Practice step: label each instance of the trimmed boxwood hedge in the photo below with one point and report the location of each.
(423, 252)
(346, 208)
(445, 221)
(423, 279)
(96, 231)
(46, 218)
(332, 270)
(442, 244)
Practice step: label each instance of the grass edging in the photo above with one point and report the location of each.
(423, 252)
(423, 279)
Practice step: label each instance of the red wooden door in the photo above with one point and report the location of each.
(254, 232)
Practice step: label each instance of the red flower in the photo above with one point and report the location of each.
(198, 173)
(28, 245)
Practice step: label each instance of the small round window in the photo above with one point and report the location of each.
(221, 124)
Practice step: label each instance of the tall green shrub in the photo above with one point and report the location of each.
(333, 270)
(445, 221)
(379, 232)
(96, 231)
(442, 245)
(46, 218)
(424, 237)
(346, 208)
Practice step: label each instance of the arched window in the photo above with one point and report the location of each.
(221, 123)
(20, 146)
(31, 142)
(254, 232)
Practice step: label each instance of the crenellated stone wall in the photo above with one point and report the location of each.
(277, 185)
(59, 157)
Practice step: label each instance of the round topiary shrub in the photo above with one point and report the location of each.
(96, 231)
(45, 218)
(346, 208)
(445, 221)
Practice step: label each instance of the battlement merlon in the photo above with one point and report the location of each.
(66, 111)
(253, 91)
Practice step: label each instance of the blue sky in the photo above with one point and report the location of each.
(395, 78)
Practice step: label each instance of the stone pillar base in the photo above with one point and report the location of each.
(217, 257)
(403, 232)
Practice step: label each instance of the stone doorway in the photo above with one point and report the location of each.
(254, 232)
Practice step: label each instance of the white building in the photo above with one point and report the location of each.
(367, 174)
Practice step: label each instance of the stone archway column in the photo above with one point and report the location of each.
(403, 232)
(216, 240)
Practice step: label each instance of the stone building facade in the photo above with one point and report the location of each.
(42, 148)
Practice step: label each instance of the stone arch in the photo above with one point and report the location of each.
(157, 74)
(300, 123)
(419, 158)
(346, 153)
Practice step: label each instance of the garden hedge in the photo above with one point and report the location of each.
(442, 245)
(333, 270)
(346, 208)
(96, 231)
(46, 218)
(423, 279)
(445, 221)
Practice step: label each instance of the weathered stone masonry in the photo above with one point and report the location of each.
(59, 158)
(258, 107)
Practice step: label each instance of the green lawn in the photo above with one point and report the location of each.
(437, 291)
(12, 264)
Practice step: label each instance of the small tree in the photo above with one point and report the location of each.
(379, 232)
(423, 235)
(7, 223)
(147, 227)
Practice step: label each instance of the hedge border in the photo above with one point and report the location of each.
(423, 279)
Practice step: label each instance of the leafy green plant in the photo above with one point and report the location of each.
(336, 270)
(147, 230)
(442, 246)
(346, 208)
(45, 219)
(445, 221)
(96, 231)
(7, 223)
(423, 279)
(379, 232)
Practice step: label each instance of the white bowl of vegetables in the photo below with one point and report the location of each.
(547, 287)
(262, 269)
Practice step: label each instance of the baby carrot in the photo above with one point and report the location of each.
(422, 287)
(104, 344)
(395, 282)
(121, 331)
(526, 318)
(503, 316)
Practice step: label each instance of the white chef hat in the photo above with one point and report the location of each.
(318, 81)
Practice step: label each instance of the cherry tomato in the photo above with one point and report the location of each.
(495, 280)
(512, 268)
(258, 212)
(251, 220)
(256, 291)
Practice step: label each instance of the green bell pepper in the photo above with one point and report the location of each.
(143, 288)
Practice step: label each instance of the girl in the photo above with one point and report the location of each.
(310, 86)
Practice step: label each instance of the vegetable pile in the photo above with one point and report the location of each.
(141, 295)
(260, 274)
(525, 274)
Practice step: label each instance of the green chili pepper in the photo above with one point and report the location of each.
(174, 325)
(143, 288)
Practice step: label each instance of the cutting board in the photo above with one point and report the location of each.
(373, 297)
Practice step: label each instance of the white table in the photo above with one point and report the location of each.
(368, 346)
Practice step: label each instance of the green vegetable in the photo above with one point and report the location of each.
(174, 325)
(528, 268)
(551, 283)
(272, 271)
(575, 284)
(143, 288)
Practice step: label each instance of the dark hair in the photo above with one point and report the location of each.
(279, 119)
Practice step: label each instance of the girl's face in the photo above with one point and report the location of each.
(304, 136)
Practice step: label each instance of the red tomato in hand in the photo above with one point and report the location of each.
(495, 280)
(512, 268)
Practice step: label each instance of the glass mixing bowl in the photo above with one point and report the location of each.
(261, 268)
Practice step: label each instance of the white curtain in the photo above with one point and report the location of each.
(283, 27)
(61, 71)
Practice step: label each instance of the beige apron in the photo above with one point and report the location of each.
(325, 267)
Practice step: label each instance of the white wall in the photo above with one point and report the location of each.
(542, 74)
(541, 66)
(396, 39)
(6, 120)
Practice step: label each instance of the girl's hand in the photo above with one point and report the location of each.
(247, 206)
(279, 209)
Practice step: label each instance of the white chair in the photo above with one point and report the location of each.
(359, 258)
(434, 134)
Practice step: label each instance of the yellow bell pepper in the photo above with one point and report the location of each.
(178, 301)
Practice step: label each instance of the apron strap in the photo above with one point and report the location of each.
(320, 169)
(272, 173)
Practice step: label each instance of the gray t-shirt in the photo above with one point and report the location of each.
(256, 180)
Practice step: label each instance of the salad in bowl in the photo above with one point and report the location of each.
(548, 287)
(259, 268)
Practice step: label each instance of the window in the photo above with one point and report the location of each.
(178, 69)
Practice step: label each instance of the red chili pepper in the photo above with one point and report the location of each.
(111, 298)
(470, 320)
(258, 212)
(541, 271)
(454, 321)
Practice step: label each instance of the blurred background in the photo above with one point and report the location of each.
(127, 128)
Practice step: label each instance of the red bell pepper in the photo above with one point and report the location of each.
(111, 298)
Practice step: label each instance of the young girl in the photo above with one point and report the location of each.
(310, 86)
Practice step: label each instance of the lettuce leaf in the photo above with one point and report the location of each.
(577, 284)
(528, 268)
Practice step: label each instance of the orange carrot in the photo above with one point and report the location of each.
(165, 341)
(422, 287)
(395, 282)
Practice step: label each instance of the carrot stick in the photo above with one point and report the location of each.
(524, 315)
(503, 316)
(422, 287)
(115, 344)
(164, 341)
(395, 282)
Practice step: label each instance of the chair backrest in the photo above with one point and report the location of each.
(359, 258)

- TASK GOAL:
Word for word, copy all of the listing above.

- TASK RESULT:
Practice step: label each instance of the trimmed boxwood hedge in the photo below with one point and report the location of each.
(423, 252)
(346, 208)
(445, 221)
(423, 279)
(96, 231)
(46, 218)
(332, 270)
(442, 244)
Practice step: label each instance of the grass edging in the photo above with one point and report the location of each.
(423, 252)
(423, 279)
Practice step: label each instance of the red wooden door in the photo above with one point and report the location of each.
(254, 232)
Practice step: label each instance of the red flower in the photo above with one point and report the location of each.
(198, 173)
(28, 245)
Practice step: label each instance of the small round window in the photo above with one point and report the location of each.
(221, 124)
Practice step: label each instance of the tall green shrub in the photo above with one point and report the location of each.
(333, 270)
(445, 221)
(379, 232)
(96, 231)
(442, 245)
(46, 218)
(424, 237)
(346, 208)
Practice step: label each instance of the arched window in the photo above with one point and report the location of each.
(221, 123)
(20, 146)
(31, 142)
(254, 232)
Practice step: label each instance of the crenellated stone wall in the photo above with one point and report the location of each.
(277, 185)
(59, 157)
Practice step: label each instance of the round topiary shrub in the photo above with one point and report the location of each.
(96, 231)
(45, 218)
(346, 208)
(445, 221)
Practice step: label each instance of the battlement merlon in the photo above with one point and report the location of each.
(66, 111)
(253, 91)
Practice step: label each instance of the blue sky in the photo above with one point and report the location of each.
(395, 78)
Practice step: label each instance of the stone pillar base in the photo above with one point and report the location of each.
(217, 257)
(403, 232)
Practice step: label each instance of the stone doorway in the photo above with one point and report the location of each.
(254, 232)
Practice step: label each instance of the white building in the photo above with one point and report the location of each.
(367, 174)
Practice step: label each instance of the stone archway column in the photo above with one point and report the location of each.
(403, 232)
(216, 240)
Practice step: label each instance of the stone building facade in the photo above with one point and report the location of each.
(42, 148)
Practice step: label each instance of the stone arch in the photo above with one point and report the location of each.
(157, 74)
(300, 123)
(419, 158)
(346, 153)
Practice step: label each instance of the garden hedge in the photo above with one point and report the location of each.
(442, 245)
(333, 270)
(346, 208)
(96, 231)
(46, 218)
(423, 279)
(445, 221)
Practice step: label each instance of the weathered stone masonry in the photo above with one point and report the location of each.
(59, 158)
(258, 107)
Practice step: label each instance of the green lawn in the photo above with one point and report the location of each.
(437, 291)
(12, 264)
Practice step: label each instance of the small tree in the photo above with one point and report the location of each.
(379, 232)
(423, 235)
(7, 223)
(147, 227)
Practice step: label each instance of the hedge border in the photo above with one point and report the location of each.
(423, 279)
Practice step: label each instance of the leafy green plant in the photo above with one point and report the location of each.
(336, 270)
(147, 230)
(442, 246)
(346, 208)
(45, 219)
(445, 221)
(96, 231)
(7, 223)
(423, 279)
(379, 232)
Practice step: label each instance of the white bowl of vegetables in the photo below with one point and report the location of each.
(547, 287)
(262, 269)
Practice step: label each instance of the baby carrot in the photo above with one point and report the location of each.
(422, 287)
(104, 344)
(395, 282)
(121, 331)
(526, 318)
(503, 316)
Practice step: label each instance of the white chef hat in the photo above with one point and report the location of each.
(318, 81)
Practice step: label each instance of the cherry tomato in the photo above with one point and report the location of each.
(495, 280)
(512, 268)
(258, 212)
(251, 220)
(256, 291)
Practice step: label each instance of the green bell pepper in the photo above with one point and report the location of each.
(143, 288)
Practice step: label each instance of the girl in the photo above with one point and report the location of each.
(310, 86)
Practice step: label each instance of the vegetable pile in the photo above with one point and report the location of each.
(141, 295)
(260, 274)
(525, 274)
Practice step: label each instance of the green chili pepper in the photo above with one point and report the location of each.
(174, 325)
(143, 288)
Practice step: label each instance of the cutting board in the photo above with one point and report the location of each.
(373, 297)
Practice step: label each instance of the white table in the photo above with one point and report the location of each.
(368, 346)
Practice step: label each instance of the green vegetable in the photo above with one point and report the location of each.
(174, 325)
(528, 268)
(551, 283)
(272, 271)
(575, 284)
(143, 288)
Practice step: label each instance of the dark hair in the photo above with one point and report the location of each.
(279, 119)
Practice step: label each instance of the girl's face in the photo above with one point and report the location of each.
(304, 136)
Practice step: label each instance of the red tomato in hand in the photo above with one point and report the location of each.
(495, 280)
(512, 268)
Practice step: label each instance of the glass mixing bowl in the photo above with one point and report the location of each.
(261, 268)
Practice step: label each instance of the white curtain in the photo above with one point and report the location of each.
(283, 27)
(61, 71)
Practice step: label each instance of the beige apron in the photo above with one point and report the location of each.
(325, 267)
Practice step: label each instance of the white wall in the photo above with one point and report the location of each.
(542, 74)
(541, 66)
(396, 39)
(6, 120)
Practice step: label each instance of the girl's hand in the photo above with one point and report the location of each.
(247, 206)
(279, 209)
Practice step: label each instance of the white chair in the photo above with one point and report the location of each.
(359, 258)
(434, 134)
Practice step: label each instance of the yellow bell pepper in the photo above with one point and report the location of each.
(178, 301)
Practice step: label each instance of the apron strap in the photo above with one point and report the location of each.
(320, 169)
(272, 173)
Practice step: label each instance of the gray t-shirt in the photo above with one point and report the location of each.
(256, 180)
Practice step: label each instance of the salad in bowl in the photo above with one point and report the location of each.
(548, 287)
(259, 268)
Practice step: label each instance of the window in the photo above with one point and report the location of each.
(178, 69)
Practice step: label each instance of the red chili pepper in the photo above with one point and report the location of each.
(111, 298)
(470, 320)
(258, 212)
(541, 271)
(454, 321)
Practice step: label each instance of the blurred background in the photo above with one point and report the location of each.
(127, 128)
Practice step: label each instance of the red bell pepper in the photo above with one point and report the location of each.
(111, 298)
Practice step: label each instance of the young girl in the photo above with one point and report the location of each.
(310, 86)
Practice step: label each instance of the lettuce leaf in the photo above with one point and report the location of each.
(577, 284)
(528, 268)
Practice step: label each instance of the orange carrot in the photo above with one point and report the location of each.
(165, 341)
(422, 287)
(395, 282)
Practice step: label each instance of the carrot stick in the photo above with one point and report the location of each.
(524, 315)
(503, 316)
(422, 287)
(115, 344)
(164, 341)
(395, 282)
Practice step: label each instance of the chair backrest in the photo above with one point and report the location of each.
(359, 258)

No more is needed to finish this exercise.